**Exercícios:**
- A) Redigite o trecho selecionado desde "Relacionada às percepções" até "(Entrevista de Aline).", sem alterar nada.
- B) Traduza para o inglês esta frase do trecho selecionado: "Fiquei muito apreensiva quando toda essa situação começou."
- C) Com base no trecho selecionado, responda, por favor:
(i) Qual moradora se perguntou "meu Deus, onde eu vou morar?"
(ii) Segundo Cida, o que deixa os moradores angustiados desde o dia da demolição?
(iii) Segundo Aline, com quantas pessoas ela fala agora?

**Trecho selecionado:**
↓↓↓

Nas percepções singulares, as ameaças têm causado mudanças no “emocional” e no “psicológico”, como diz Gordinha em sua entrevista: “Mexeu muito com a minha tranquilidade, meu emocional. Fiquei muito apreensiva quando toda essa situação começou. Pensei comigo mesma “meu Deus, onde eu vou morar?” (Entrevista de Gordinha). Nas falas das moradoras aparecem também referências a sentimentos e emoções de insegurança, preocupação, angústia, constrangimento, que apontam para como elas são, individualmente, afetadas. Outra moradora relata que as alterações "Afetou muito, a gente vai trabalhar e fica pensando na Vila, o psicológico da gente fica ruim. Quando passa caminhão ou um trator desde o dia da demolição, todos os moradores já ficam angustiados e correm para ver o que é" (Entrevista de Cida).

Relacionada às percepções particulares, observa-se também que a situação de desapropriação altera a dinâmica de toda a comunidade. Nesse caso, as percepções coletivas trazem elementos que se relaciona ao contexto comunitário, quando as angústias, as preocupações, os medos e as inseguranças particulares também se relacionam com a destruição da casa da/o vizinha/o, com a quebra dos vínculos, com desorganização e insegurança dos espaços da comunidade, etc. Nesse caso, percebe-se que o vínculo comunitário “Mudou um pouco porque a gente fica encabulada de chegar bem ali, perto das pessoas que a gente conhecia e agora não fala. Tem medo de dar um 'bom dia'. E isso é chato" (Entrevista de Zézé). Outra moradora afirma que "Antes eu falava com todo mundo, agora só com a metade. As amizades não são mais a mesma coisa que antes" (Entrevista de Aline).

↑↑↑

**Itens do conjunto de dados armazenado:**
↓↓↓

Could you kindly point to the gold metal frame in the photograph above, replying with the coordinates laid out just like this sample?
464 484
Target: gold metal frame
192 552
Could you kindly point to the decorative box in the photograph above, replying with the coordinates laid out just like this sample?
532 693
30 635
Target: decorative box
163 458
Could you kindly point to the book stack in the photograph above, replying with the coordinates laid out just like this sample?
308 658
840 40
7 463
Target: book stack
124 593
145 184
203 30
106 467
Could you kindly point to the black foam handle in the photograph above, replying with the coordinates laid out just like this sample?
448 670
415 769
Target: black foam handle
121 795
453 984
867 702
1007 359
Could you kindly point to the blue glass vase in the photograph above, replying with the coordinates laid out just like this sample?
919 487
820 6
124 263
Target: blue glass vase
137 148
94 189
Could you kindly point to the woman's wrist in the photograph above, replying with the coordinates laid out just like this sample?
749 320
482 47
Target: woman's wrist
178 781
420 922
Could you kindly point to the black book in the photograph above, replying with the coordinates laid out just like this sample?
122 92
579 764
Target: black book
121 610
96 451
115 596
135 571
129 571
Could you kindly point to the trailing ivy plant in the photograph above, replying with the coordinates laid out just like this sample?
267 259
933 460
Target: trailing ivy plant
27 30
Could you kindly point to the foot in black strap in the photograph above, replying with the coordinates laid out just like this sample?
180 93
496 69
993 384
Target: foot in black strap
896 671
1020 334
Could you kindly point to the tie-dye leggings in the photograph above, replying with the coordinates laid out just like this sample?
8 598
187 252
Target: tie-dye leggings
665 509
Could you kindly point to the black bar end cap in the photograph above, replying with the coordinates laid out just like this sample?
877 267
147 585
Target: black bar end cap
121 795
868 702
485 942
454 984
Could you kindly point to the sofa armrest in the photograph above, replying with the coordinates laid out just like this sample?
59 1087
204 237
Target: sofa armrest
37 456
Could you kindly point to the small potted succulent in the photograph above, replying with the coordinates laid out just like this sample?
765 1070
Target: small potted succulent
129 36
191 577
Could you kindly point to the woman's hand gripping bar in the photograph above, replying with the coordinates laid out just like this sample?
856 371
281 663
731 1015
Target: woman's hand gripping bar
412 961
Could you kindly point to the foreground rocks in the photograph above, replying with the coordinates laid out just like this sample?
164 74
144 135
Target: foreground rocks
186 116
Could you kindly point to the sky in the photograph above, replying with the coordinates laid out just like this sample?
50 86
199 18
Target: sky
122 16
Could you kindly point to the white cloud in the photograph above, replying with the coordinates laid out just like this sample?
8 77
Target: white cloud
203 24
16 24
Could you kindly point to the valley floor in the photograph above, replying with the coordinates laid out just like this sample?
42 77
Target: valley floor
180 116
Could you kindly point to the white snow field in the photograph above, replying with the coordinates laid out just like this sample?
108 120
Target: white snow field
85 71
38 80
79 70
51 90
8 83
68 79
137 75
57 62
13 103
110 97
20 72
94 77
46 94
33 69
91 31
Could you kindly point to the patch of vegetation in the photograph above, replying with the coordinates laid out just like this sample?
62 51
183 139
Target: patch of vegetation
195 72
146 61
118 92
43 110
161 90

↑↑↑

**Gabarito:**
- A)
Relacionada às percepções particulares, observa-se também que a situação de desapropriação altera a dinâmica de toda a comunidade. Nesse caso, as percepções coletivas trazem elementos que se relaciona ao contexto comunitário, quando as angústias, as preocupações, os medos e as inseguranças particulares também se relacionam com a destruição da casa da/o vizinha/o, com a quebra dos vínculos, com desorganização e insegurança dos espaços da comunidade, etc. Nesse caso, percebe-se que o vínculo comunitário “Mudou um pouco porque a gente fica encabulada de chegar bem ali, perto das pessoas que a gente conhecia e agora não fala. Tem medo de dar um 'bom dia'. E isso é chato" (Entrevista de Zézé). Outra moradora afirma que "Antes eu falava com todo mundo, agora só com a metade. As amizades não são mais a mesma coisa que antes" (Entrevista de Aline).

- B) I became very apprehensive when this whole situation began.

- C)
(i) Gordinha.
(ii) A passagem de um caminhão ou de um trator.
(iii) Com a metade.